### Work instruction:
Rewrite the paragraph of the essay below that begins "It's true that I am writing" as a short bulleted list, keeping its main points.

### Study text:
[Start of section]

My Imaginary Life

Irony is humanity’s oldest adversary. There have always been original obstacles of course, like disease, storms, war, the typical man vs. man, man vs. nature, and man vs. society conflicts. But just think for a minute about all of the obstacles you’ve encountered in your life, the things that truly shaped the person you are today. Even eons ago, if the first cavemen, whose only obstacles were survival and procreation, were genuinely prepared for anything that could happen to them, the world would be a vastly different place (maybe for the better, maybe not). If human beings were equipped with the tools or knowledge to be prepared for any obstacle in their path, there would be no conflict, ever.

Now, fast-forward to present time. The more I’ve studied life, i.e. reading books, watching documentaries, writing memoirs, living, the more I’ve come to understand that humanity’s ultimate goal is to reach equilibrium. Our brains look for patterns, shortcuts, decisions that make life as stable and streamlined as possible. I suppose this isn’t the most terrible characteristic we can be afflicted with. The problem is that it is completely at odds with what happens in the world around us.

Nature’s ultimate end is entropy. Time races the laws of the universe from perfect equilibrium, to chaos. It’s not anything we can control. It’s just physics. How does this translate into anything that matters in a single lifetime? Think of how parents teach children. Everything I’ve ever heard from someone who is a parent (a caring and invested one at least) is that their efforts were all to prepare their children for the world. Parents, even non-human ones, want to give their offspring every opportunity to survive in the world once we leave their care. My parents have constantly said, “I wish we would have taught you this,” or “Maybe we should have done this better,” when I talk to them about the events in my memoir project. But it’s not their fault. It’s nobody’s fault really.

No one can be prepared for life, and that is because we can never foresee the forces outside of our control (whether that be predetermined events or random occurrences). The greatest gift writing about my own life has given me is the ability to revisit how I thought or wanted my life to turn out, and what actually happened. I think the phrase goes, man makes plans and God laughs.

It’s true that I am writing about things that happened when I was between the ages of 14-20. These ages are often seen as naive and untested in the ways of the world. But I haven’t seen that inherent human flaw change across any age in the people who surround me. It’s human nature to have hopes and dreams for the future, for how we want our lives to turn out. Everyone wants to be successful, and have success come easy. Everyone wants to be loved. Everyone wants to have their time on Earth leave some kind of legacy. Everyone wants to live a fulfilling life. But that doesn’t always happen. Sometimes people never reach their potential. Not everyone finds their soulmate. Some unfortunate souls live short lives. Some people never have children.

There are multitudes of reasons for why things don’t turn out the way we plan, but it’s the things we have to overcome that make us individuals, and oddly connect us to the rest of humanity at the same time. I often wonder if life were easy, would it even be worth living? And I think about what my life would be like if it ended up the way I dreamed it would when I was 15, what if certain events hadn’t happened?

Dreaming about what my life should be like in the future, to me, is almost as futile as wondering “What if?” That statement, on the surface, can seem extremely nihilistic, but it doesn’t mean I don’t have hope. What writing stories of myself and others have taught me is that living in the future or the past is the fastest way to becoming bitter.

[End of section]

### Given material:
[Start of section]

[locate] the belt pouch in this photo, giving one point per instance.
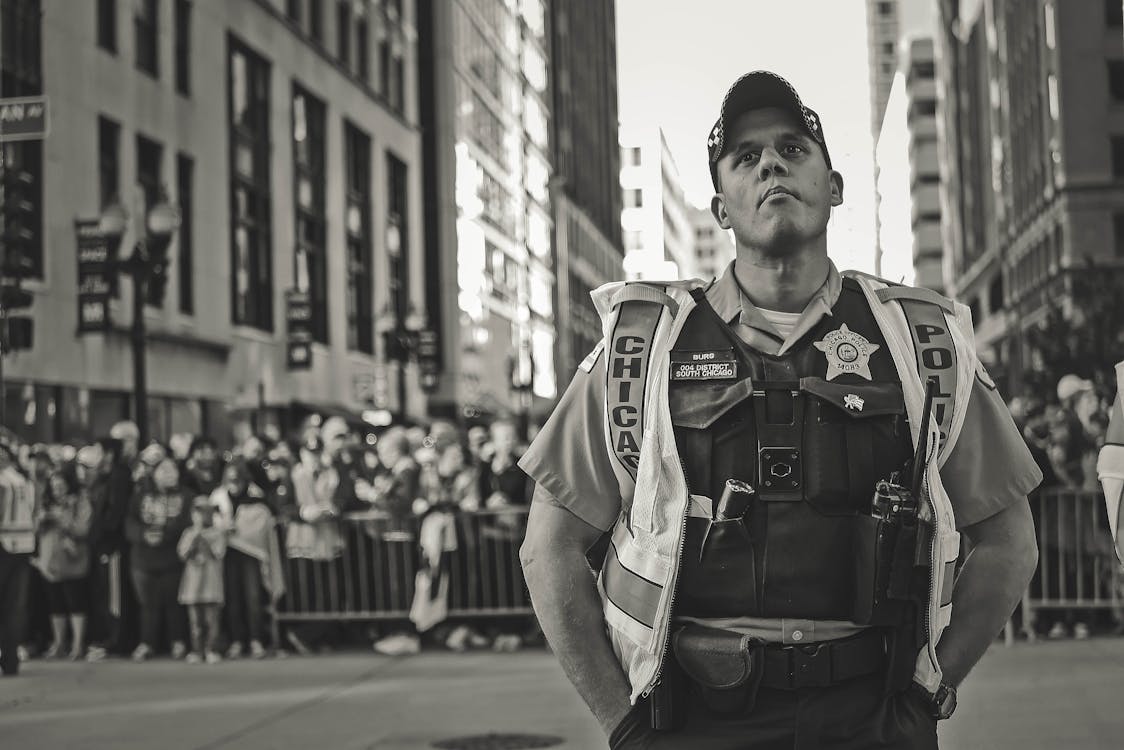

[End of section]

### Solution:
- The memoir covers events from ages 14 to 20, years often seen as naive and untested.
- The writer has not seen this human flaw change at any age in the people around them.
- Hoping for a certain future is human nature: everyone wants easy success, love, a legacy, and a fulfilling life.
- These hopes don't always come true: some people never reach their potential, never find a soulmate, live short lives, or never have children.